### [Text shown]
########
There is a highly Islamic way of thinking in Dabashi, based on Christian and Islamic ideas of global reconciliation and redemption.
“To reach for the enduring foundations of this liberation theology, the current condition of Islam as a moral and intellectual heritage must be linked to its premodern cosmopolitan disposition, which from the rise of the Abbasids in the middle of the eighth century to the demise of the Ottomans early in the twentieth has been the single most abiding characteristics of Muslim societies. Definitive to that polyvocal cosmopolitanism is a catholicity of learning, a multiplicity of legitimate discourses of authority that precisely in their multifaceted and contradictory dispositions have constituted the syncretic disposition of Islamic polyvocal culture. Rooted in that cosmopolitanism, Islam in its globalized disposition will have no discursive or institutional fears to be creatively conversant with a variety of (so-called sacred or secular, modern or premodern) cultures and disposition.”[24]
Dabashi is arguing in favor of nice-looking ‘cosmopolitan’ revolution, including cultural diversity – and likewise genocidal threats against the state of Israel, embedded in cotton balls. He is following the concept of worldwide revolution on which Khomeini built up Iranian, Islamist, anti-Israel and anti-Western agitation, including the collaboration with non-Muslim forces. “Polyvocal cosmopolitanism” sounds great, though the result is anti-Jewish action against Israel. In the name of religion and cosmopolitanism, hatred of Jews as Zionists prevails:
“The collective impact of all these developments will ultimately result in the active and creative integration of Islam and Muslim communities into global, transnational, liberation movements that will collectively resist the predatory US (or any other) empire. Beyond the classical mode of Islamism as experienced in the nineteenth and twentieth centuries, and beyond spectacular acts of senseless violence, there must be a mode of liberation theology that, closer to the roots of its metaphysics of salvation, is a theodicy that will have to embrace the extended shadows of the faith and thus engendering a mode of cultural cosmopolitanism that is the only way to combat the Christian empire and the Jewish state by a mode of theology that reestablishes its roots in the moral authority of Judaism, Christianity and Islam alike.”[25]
This is nothing but the “cultural cosmopolitan” way to endorse violence against Zionists. Dabashi is maybe a particularly interesting supporter of Nobel Prize Laureate Günter Grass. Both seek to destabilize and then destroy the Jewish state of Israel, Grass implicitly, Dabashi completely shamelessly. His open words of incitement to destroy Israel have been distributed by a leading publishing house, Routledge, and not a minor, hardcore left-wing extremist one like Verso, where his other book about embracing Arab violence against Jews in Israel was published two years earlier.
########
### [Information given]
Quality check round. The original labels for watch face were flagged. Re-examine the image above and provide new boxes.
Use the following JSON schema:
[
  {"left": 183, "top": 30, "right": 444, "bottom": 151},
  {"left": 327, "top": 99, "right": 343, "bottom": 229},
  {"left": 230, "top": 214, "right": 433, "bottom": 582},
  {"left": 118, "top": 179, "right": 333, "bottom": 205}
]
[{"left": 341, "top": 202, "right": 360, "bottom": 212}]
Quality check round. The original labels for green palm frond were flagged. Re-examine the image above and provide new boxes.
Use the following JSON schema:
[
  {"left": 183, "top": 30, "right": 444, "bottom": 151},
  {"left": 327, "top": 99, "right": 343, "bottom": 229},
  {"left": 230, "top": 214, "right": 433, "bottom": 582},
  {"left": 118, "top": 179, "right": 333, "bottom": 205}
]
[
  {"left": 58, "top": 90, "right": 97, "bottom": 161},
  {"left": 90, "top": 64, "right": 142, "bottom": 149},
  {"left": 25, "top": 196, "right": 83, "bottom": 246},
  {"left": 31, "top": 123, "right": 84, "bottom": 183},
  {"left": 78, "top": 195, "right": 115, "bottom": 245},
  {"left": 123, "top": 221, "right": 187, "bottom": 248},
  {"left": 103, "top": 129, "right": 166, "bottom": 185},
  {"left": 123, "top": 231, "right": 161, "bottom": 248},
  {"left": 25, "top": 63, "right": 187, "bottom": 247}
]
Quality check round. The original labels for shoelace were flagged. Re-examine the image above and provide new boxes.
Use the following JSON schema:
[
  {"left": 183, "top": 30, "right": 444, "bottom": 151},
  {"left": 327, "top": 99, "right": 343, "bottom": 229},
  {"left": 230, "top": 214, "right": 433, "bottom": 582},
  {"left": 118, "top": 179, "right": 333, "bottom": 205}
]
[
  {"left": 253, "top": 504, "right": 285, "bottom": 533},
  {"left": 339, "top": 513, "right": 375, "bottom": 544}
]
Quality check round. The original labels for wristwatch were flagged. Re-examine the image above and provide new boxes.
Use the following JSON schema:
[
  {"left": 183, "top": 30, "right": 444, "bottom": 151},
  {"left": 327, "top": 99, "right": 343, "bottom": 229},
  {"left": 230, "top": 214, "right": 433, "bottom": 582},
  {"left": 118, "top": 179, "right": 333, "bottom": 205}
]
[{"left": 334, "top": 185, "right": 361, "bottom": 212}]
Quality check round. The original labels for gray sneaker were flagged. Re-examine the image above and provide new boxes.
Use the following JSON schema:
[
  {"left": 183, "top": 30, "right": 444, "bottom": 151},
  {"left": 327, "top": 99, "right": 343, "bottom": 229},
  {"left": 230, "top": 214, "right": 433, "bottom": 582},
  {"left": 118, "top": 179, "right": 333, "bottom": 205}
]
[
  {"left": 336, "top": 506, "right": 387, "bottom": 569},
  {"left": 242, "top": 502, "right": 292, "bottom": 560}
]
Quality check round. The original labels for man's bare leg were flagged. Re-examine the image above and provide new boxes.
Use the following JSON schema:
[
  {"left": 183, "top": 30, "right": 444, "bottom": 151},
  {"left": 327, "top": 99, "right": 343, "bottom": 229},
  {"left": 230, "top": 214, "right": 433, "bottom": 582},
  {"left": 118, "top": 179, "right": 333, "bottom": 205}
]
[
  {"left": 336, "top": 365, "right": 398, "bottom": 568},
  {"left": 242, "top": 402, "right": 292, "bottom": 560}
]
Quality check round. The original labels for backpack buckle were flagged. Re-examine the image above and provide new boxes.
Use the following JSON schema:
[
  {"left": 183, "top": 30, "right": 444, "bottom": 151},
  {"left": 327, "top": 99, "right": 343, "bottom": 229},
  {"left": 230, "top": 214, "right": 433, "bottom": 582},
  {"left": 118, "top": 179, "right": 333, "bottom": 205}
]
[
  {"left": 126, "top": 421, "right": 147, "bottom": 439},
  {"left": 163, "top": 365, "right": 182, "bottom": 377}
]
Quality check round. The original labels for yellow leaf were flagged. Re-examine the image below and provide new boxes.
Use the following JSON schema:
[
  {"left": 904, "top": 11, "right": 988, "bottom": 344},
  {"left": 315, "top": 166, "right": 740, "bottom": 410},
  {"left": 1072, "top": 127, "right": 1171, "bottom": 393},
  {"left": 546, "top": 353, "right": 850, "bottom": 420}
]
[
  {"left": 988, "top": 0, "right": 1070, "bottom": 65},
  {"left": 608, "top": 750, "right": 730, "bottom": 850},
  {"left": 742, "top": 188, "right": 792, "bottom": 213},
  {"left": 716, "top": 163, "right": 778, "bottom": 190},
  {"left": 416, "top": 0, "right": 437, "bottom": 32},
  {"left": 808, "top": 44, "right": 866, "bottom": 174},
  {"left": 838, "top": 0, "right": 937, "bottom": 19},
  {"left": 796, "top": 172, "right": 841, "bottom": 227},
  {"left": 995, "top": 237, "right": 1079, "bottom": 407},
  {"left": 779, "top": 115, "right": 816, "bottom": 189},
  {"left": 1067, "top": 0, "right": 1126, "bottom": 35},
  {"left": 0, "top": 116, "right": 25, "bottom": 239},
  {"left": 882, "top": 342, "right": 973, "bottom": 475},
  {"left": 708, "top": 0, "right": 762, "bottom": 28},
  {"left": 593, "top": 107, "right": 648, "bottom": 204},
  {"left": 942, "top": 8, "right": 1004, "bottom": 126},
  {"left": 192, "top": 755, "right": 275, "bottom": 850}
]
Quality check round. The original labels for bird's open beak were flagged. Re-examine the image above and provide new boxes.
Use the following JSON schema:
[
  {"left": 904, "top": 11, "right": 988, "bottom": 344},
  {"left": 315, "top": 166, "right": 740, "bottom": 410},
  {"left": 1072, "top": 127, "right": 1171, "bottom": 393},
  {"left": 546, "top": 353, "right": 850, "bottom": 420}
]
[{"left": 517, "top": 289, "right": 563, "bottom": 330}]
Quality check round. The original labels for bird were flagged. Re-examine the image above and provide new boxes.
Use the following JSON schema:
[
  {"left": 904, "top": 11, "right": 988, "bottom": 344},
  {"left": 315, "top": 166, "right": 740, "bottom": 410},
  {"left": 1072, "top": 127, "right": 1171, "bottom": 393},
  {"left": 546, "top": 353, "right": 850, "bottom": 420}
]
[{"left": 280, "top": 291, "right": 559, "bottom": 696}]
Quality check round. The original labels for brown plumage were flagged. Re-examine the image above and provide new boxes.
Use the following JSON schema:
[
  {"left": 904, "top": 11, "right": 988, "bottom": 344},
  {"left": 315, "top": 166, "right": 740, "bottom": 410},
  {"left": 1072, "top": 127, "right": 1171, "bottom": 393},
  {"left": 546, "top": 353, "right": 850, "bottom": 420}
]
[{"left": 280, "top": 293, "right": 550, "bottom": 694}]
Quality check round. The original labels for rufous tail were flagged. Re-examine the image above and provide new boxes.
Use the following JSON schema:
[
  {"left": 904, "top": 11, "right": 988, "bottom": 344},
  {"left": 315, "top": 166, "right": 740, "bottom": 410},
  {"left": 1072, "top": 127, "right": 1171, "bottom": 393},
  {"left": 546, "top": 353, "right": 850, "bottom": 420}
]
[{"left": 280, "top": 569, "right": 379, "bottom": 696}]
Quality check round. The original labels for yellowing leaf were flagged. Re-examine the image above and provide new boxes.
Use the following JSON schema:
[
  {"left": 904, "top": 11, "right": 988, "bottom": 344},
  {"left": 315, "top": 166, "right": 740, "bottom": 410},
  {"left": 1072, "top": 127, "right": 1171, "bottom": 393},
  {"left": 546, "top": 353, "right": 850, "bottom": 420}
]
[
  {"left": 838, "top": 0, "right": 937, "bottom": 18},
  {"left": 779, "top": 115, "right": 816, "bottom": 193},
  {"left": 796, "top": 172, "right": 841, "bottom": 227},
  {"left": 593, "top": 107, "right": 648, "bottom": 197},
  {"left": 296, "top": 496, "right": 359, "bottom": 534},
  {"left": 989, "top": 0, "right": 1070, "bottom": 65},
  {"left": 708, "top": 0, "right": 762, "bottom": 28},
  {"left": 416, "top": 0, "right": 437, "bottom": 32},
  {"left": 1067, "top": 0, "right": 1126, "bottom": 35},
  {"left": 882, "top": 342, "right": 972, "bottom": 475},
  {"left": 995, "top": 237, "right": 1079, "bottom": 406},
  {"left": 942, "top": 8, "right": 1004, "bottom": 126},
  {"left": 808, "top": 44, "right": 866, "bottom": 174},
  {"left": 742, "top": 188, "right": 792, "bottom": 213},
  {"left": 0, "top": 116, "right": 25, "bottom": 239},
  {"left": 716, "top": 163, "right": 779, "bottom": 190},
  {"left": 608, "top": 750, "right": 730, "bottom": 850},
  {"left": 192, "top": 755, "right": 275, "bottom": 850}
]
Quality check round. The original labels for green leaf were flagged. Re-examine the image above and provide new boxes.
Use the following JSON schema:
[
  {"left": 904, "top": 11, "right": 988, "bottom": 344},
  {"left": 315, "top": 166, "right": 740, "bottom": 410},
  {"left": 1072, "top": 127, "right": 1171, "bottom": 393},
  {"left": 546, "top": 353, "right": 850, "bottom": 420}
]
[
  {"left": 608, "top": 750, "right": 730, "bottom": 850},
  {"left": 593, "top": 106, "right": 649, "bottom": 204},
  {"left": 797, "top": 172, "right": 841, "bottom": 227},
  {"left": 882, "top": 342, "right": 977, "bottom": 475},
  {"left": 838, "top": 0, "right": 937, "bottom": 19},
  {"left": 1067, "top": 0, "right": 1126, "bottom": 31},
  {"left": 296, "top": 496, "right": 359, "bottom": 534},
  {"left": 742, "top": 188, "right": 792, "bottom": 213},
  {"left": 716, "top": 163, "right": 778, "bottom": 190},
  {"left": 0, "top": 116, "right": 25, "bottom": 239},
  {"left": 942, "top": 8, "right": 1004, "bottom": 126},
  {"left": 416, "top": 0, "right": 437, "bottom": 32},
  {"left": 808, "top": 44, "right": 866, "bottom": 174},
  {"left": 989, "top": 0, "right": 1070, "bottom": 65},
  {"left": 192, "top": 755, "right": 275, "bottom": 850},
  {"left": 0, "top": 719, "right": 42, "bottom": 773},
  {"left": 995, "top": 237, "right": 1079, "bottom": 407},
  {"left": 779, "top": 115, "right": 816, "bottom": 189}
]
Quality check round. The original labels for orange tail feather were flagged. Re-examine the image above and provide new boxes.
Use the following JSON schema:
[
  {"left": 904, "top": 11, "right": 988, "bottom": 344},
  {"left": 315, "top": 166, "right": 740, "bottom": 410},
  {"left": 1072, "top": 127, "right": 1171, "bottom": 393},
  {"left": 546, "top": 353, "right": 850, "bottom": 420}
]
########
### [Written request]
Resume the passage about Dabashi's liberation theology, starting right after its last sentence. The records are separate material and have no connection to the text.

### [Result of this task]
Now, a leading academic and political institution in Germany, the ifa (Institute for Foreign Affairs) organizes – and the WZB (Wissenschaftszentrum Berlin) or Berlin Social Science Center is the host -, an event with someone like Hamid Dabashi and gives him a podium. This fits perfectly in the pro-Iranian politics of the German government.
Inviting a person like Dabashi, though, indicates an endorsement of modern Jew-hatred which is the defamation of the Jewish state of Israel. Is this Germany, again?
[1] This article is a chapter in Clemens Heni (2013): Antisemitism: A Specific Phenomenon. Holocaust Trivialization – Islamism – Post-colonial and Cosmopolitan anti-Zionism, 406–415.
[2] http://www.columbia.edu/cu/mesaas/faculty/directory/dabashi.html (visited July 5, 2012).
[3] Hamid Dabashi (2012): “Günter Grass, Israel and the crime of poetry. In his poem, Nobel laureate Günter Grass criticises Israel and condemns German arms sales to the Jewish state,” April 10, 2012, http://www.aljazeera.com/indepth/
opinion/2012/04/2012498535088416.html (visited May 6, 2012).
[4] See N’Diaye, Tidiane (2010): Der verschleierte Völkermord. Die Geschichte des muslimischen Sklavenhandels in Afrika, Reinbek: Rowohlt (first published 2008 in French).
[5] Dabashi 2012.
[6] Hamid Dabashi (ed.) (2006): Dreams of a Nation, London/New York: Verso.
[7] Edward Said (2006): “Preface,” in: Dabashi (ed.), 1–5. This is the “text of the keynote speech that Edward Said delivered at the opening night of our Dreams of a Nation: A Palestinian Film Festival, on 24 January 2003 at the Roome Arledge Cinema, Lerner Hall, Columbia University, New York,” ibid., 1.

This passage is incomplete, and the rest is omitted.